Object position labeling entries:
-------
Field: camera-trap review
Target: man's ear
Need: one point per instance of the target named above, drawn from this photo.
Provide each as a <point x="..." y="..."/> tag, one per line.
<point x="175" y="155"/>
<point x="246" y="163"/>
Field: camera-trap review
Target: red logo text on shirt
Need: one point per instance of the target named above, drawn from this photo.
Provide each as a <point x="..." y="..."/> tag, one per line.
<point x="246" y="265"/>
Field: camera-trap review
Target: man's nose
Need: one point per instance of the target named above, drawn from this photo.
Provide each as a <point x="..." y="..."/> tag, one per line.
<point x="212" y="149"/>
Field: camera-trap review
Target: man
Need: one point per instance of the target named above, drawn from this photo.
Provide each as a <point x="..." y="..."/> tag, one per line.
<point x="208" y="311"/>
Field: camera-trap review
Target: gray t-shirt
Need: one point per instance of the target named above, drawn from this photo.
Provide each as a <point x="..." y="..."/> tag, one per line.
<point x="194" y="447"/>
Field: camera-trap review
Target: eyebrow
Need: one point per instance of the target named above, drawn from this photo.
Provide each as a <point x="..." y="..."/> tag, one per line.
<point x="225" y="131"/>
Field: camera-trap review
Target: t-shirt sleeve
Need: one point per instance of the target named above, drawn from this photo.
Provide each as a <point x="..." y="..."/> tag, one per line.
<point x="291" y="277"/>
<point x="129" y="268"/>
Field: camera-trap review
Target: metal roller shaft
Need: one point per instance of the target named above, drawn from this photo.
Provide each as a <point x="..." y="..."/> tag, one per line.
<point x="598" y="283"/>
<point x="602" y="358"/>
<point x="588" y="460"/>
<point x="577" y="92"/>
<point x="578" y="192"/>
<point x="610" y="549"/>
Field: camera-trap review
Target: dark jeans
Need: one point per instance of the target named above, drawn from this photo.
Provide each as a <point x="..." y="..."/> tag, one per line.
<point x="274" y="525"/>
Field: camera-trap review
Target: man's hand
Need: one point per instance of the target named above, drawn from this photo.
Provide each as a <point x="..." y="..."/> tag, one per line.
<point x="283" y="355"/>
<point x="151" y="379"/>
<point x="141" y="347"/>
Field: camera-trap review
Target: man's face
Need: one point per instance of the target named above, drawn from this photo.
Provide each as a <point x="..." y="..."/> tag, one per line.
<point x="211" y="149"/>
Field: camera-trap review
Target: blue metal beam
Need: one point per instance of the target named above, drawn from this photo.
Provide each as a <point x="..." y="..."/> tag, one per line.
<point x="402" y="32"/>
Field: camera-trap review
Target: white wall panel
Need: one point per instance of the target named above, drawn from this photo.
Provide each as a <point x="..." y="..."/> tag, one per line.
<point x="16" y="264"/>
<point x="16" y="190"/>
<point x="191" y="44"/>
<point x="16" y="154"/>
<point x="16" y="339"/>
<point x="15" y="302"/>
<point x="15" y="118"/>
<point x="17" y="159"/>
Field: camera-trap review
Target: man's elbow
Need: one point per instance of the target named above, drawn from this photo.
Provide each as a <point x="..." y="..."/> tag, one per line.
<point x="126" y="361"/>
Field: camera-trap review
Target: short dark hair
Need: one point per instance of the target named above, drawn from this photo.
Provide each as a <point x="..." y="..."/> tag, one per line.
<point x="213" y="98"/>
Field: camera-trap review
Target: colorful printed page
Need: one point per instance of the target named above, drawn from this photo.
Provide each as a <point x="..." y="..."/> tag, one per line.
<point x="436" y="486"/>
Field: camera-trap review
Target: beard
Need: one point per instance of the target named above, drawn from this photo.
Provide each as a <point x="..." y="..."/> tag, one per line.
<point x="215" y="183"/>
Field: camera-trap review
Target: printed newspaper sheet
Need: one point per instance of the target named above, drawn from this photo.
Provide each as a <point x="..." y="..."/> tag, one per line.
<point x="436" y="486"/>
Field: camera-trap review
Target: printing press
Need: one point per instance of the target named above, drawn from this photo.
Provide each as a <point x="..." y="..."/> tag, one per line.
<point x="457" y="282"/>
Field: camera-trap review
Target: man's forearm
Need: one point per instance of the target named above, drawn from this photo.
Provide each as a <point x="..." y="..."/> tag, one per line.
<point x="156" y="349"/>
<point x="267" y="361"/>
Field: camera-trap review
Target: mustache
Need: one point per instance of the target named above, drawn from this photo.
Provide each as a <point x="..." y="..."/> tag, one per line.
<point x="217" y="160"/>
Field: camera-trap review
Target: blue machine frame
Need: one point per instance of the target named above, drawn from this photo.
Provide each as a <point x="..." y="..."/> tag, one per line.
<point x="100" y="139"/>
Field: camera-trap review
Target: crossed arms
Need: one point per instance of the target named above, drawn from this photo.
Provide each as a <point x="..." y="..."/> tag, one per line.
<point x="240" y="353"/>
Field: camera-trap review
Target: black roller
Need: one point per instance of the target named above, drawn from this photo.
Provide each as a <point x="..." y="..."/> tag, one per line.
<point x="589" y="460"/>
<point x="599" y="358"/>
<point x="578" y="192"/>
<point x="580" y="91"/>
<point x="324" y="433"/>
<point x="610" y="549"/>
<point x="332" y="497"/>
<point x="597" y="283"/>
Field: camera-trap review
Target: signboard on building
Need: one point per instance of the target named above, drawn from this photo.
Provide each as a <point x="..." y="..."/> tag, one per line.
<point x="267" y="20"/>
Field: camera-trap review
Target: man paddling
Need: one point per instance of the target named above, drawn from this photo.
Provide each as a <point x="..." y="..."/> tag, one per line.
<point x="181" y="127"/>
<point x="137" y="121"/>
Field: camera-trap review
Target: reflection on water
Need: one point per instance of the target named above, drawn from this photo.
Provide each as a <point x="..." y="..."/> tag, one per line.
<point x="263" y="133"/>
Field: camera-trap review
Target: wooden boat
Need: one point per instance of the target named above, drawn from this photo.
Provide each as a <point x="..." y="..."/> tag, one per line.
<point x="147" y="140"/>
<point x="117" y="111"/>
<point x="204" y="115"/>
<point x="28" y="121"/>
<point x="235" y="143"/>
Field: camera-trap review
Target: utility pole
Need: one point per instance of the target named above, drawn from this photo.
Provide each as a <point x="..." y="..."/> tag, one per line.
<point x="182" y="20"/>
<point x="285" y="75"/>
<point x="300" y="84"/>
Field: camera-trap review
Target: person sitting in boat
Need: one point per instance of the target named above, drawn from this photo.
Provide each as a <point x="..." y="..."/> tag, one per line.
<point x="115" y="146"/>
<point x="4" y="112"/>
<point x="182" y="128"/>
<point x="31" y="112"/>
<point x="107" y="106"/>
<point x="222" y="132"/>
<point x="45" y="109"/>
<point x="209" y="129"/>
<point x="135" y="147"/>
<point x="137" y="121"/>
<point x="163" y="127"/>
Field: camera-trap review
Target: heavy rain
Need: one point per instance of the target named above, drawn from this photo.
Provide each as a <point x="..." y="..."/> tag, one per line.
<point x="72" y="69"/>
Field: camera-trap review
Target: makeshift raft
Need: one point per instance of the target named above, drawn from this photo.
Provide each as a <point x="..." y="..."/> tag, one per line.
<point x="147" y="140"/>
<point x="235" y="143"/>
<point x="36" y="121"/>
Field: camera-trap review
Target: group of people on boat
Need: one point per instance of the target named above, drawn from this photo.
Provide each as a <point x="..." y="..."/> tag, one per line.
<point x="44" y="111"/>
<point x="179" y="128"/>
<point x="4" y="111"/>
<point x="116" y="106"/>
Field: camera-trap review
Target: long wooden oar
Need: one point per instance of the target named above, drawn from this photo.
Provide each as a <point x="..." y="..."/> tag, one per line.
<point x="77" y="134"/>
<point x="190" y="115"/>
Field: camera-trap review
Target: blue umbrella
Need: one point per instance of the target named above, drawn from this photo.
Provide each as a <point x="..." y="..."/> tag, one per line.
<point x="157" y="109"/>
-------
- **What you should do**: List every line in the data above that contains the word "blue".

- **Result below**:
Target: blue metal beam
Target: blue machine frame
Target: blue umbrella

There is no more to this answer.